[[ RECORDS, beginning ]]

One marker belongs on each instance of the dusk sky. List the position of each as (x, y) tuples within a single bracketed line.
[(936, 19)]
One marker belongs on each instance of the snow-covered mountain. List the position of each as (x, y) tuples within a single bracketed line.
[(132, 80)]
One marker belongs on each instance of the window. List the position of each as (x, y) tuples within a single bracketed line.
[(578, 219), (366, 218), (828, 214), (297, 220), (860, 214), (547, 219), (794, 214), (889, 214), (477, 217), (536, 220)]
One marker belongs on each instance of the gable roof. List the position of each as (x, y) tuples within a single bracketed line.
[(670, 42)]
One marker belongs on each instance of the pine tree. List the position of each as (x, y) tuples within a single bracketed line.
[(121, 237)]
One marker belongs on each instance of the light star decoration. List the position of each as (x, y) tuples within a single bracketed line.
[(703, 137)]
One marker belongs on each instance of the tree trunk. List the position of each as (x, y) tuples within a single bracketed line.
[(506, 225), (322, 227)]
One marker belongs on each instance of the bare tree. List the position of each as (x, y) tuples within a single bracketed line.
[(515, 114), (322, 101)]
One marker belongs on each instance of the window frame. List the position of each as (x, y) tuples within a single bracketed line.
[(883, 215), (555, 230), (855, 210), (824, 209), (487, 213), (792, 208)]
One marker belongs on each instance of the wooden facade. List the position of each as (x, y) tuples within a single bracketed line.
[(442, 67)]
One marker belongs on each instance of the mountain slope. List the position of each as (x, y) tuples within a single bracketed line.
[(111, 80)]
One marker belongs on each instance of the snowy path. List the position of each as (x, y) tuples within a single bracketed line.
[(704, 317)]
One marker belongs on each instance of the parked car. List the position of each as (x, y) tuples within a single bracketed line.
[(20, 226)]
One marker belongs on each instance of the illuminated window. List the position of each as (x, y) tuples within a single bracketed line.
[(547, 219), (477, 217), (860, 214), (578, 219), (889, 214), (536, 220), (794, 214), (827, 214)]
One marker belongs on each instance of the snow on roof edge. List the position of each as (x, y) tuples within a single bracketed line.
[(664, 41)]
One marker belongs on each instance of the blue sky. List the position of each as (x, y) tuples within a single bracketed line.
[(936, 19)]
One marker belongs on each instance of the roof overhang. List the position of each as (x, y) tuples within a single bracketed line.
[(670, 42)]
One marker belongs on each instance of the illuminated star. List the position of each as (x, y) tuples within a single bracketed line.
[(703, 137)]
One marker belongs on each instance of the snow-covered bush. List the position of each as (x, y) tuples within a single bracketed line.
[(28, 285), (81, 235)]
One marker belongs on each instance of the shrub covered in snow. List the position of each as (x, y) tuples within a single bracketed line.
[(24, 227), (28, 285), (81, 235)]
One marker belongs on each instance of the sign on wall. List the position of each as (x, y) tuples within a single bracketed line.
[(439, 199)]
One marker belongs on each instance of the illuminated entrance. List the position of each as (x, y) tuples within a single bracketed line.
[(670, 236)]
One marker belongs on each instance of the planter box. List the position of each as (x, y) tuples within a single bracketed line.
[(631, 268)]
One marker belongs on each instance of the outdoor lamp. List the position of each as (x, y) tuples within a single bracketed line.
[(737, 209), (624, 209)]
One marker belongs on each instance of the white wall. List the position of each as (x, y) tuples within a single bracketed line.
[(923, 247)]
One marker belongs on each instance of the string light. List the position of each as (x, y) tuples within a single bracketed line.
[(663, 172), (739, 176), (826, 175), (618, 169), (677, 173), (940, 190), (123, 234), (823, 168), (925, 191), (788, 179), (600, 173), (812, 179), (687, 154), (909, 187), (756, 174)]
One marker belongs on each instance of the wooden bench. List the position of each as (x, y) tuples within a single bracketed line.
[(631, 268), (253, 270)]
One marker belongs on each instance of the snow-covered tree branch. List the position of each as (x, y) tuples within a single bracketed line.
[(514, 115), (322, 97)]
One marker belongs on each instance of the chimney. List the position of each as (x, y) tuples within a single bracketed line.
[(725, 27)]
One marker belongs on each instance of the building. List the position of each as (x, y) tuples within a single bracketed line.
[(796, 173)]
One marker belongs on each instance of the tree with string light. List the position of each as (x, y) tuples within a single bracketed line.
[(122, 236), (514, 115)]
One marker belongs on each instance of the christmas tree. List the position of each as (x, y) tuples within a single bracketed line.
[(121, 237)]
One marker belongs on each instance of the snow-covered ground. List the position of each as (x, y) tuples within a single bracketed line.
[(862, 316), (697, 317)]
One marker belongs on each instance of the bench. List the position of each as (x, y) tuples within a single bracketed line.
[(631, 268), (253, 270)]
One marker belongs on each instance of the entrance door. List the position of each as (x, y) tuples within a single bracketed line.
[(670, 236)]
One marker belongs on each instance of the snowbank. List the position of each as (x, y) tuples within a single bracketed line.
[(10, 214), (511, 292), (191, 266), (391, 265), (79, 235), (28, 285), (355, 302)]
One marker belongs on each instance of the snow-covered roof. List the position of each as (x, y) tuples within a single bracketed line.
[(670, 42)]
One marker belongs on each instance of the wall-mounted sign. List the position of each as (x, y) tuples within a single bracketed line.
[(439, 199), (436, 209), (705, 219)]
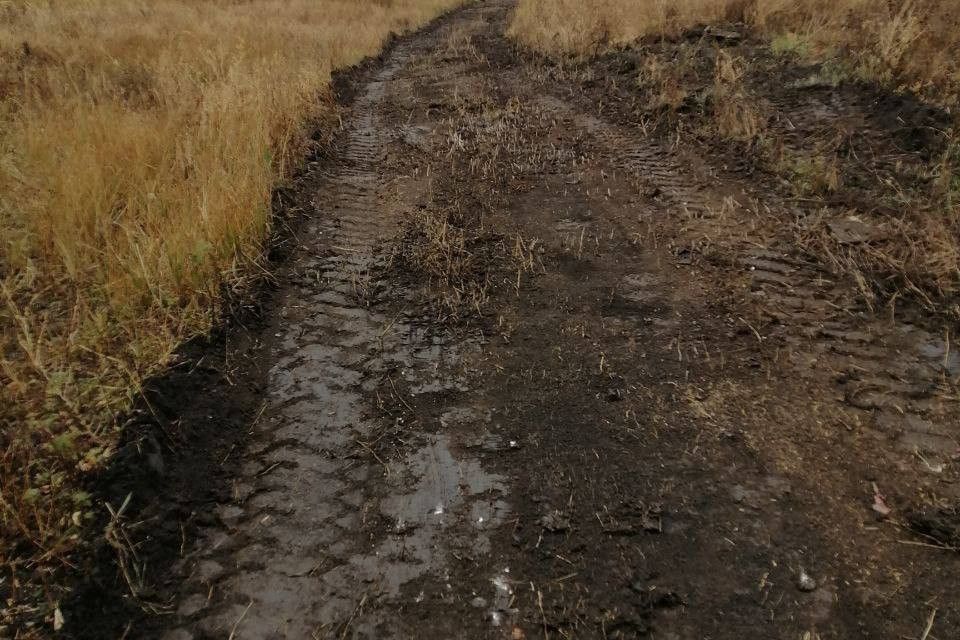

[[ RECORDS, end ]]

## WHAT THE TASK ASKS
Your task is a word-for-word transcription of the entries, leaving out all pictures.

## WRITTEN REPLY
One marker belongs on each instance of the dusk sky. List the position of each as (x, y) tuples within a single bracketed line.
[(936, 19)]
One marker belongs on each instance of the snow-covered mountain. List the position of each as (x, y) tuples within a single bracketed line.
[(132, 80)]
One marker belongs on each instance of the window. List the position of each as (x, y) tuples within a single bracketed line.
[(578, 219), (366, 218), (828, 214), (297, 220), (860, 214), (547, 219), (794, 214), (889, 214), (477, 217), (536, 220)]
One marker belongs on each instance of the gable roof. List the position of each as (x, y) tuples within a single bracketed line.
[(670, 42)]
One marker belongs on each instance of the pine tree. List the position of each as (x, y) tuples within a single bracketed line.
[(121, 237)]
One marker belongs on each instance of the light star decoration. List the position of each as (x, y) tuples within a single bracketed line.
[(703, 137)]
One marker belongs on each instance of the tree trunk. List the position of each as (x, y) tuples within a single bracketed line.
[(506, 225), (322, 227)]
One marker belongs on each instance of the bare tree. List the position of each as (x, y) tuples within a single bracketed line.
[(515, 114), (322, 101)]
One marker belongs on each instance of the window frame. List the position of each as (x, y) tuples within a single bracketed line.
[(883, 215), (555, 230), (855, 210), (824, 209), (487, 213), (792, 208)]
One marker belongs on each instance of the wooden facade. List the position of each as (x, y) tuples within a single bracketed line.
[(442, 67)]
One marker belongs on each instance of the mountain slope. List the position of each as (x, y) tuples within a single bracketed line.
[(111, 80)]
One marker belongs on each instance of the snowy path. List the position of each as (x, y) tuples within a single bracketed line.
[(704, 317)]
One marker belongs on each instance of the parked car. List the position of each as (x, y) tuples within a single bracketed line.
[(20, 226)]
One marker belongs on each instance of the illuminated window. List the position of each as (x, y) tuples within a single bracketed line.
[(547, 219), (477, 217), (860, 214), (578, 219), (889, 214), (536, 220), (794, 214), (827, 214)]
One marker belongs on each instance of the snow on roof edge. List the position of each as (x, y) tuples within a single bracketed line.
[(664, 41)]
One marker belongs on each instance of the blue sky. List the position of each as (x, y) tuples within a single bracketed line.
[(936, 19)]
One marker belongs on each instance of the roof overhang. List the position of each as (x, y) tuples within a single bracketed line.
[(670, 42)]
One marker belongs on each instance of the illuminated star. List the position of each as (x, y) tuples within a single bracketed line.
[(703, 137)]
One marker belongs on each instance of the snow-covered bush. List the position of each as (x, y) tuples within a single bracketed line.
[(28, 285), (81, 235)]
One marker belongs on each instance of the shrub covered in snow. List the position of each as (x, y) tuples within a single bracketed line.
[(24, 227), (28, 285), (81, 235)]
One marker belongs on each instance of the sign on wall. List the position of each as (x, y) tuples within a single bracketed line.
[(439, 199)]
One marker belongs on each instance of the illuminated entrance. List the position of each as (x, y) tuples within a single bracketed line.
[(670, 236)]
One marker belongs on each instance of the planter box. List the position of each as (x, y) tuples within a single bracketed line.
[(631, 268)]
One marker belongs on each instance of the outdoor lamp. List the position of each as (x, y) tuples within a single bracketed line.
[(737, 209), (624, 209)]
One marker belongs on each instance of the white wall. List the position of each as (x, y) tuples within a single bracketed line.
[(923, 247)]
One marker belongs on each instance of the string light. List the position of each as (x, y) tuples within a single bracketed line.
[(663, 172), (739, 176), (826, 175), (618, 169), (677, 173), (940, 190), (123, 234), (823, 168), (925, 191), (788, 179), (600, 173), (812, 179), (687, 154), (909, 187), (756, 174)]
One marker belongs on each instance of the wooden bench. List the position of each as (x, y) tuples within a single bracketed line.
[(631, 268), (253, 270)]
One marker belongs on each instance of the snow-covered tree branch. List the position of each as (x, y) tuples within a single bracketed line.
[(514, 115), (322, 97)]
One marker belongs on each instance of the chimney. List the position of each as (x, y) tuples within a single bracketed line.
[(725, 27)]
One marker belongs on each instance of the building. List the position of each as (x, y) tuples within a single bracketed line.
[(796, 173)]
One marker belongs on each instance of the tree with string light. List the position of each as (x, y) tuples within a single bracketed line.
[(122, 236), (514, 115)]
One marker belongs on each instance of the christmas tree. List the position of each as (x, y) tuples within a single bracketed line.
[(121, 237)]
One marker belongs on each instance of the snow-covered ground. List the position of each as (x, y) tuples within a single bracketed line.
[(862, 316), (697, 317)]
One marker belongs on each instance of the bench. List the position of each as (x, y) tuples within a single bracketed line.
[(631, 268), (253, 270)]
One marker belongs on each instance of the entrance door. List the position of each as (x, y) tuples within a single bracketed line.
[(670, 236)]
One marker belongs on each instance of the snowbank. List the position of each as (x, y) tuples within a single bracketed line.
[(10, 214), (511, 292), (191, 266), (391, 265), (79, 235), (28, 285), (355, 302)]
One marker belongs on each instance of the snow-covered roof. List the position of each as (x, y) tuples within a single bracketed line.
[(670, 42)]
One marker belongs on each instance of the wall-mounted sign. List the position of each as (x, y) tuples within a single bracketed line.
[(439, 199), (436, 209), (705, 219)]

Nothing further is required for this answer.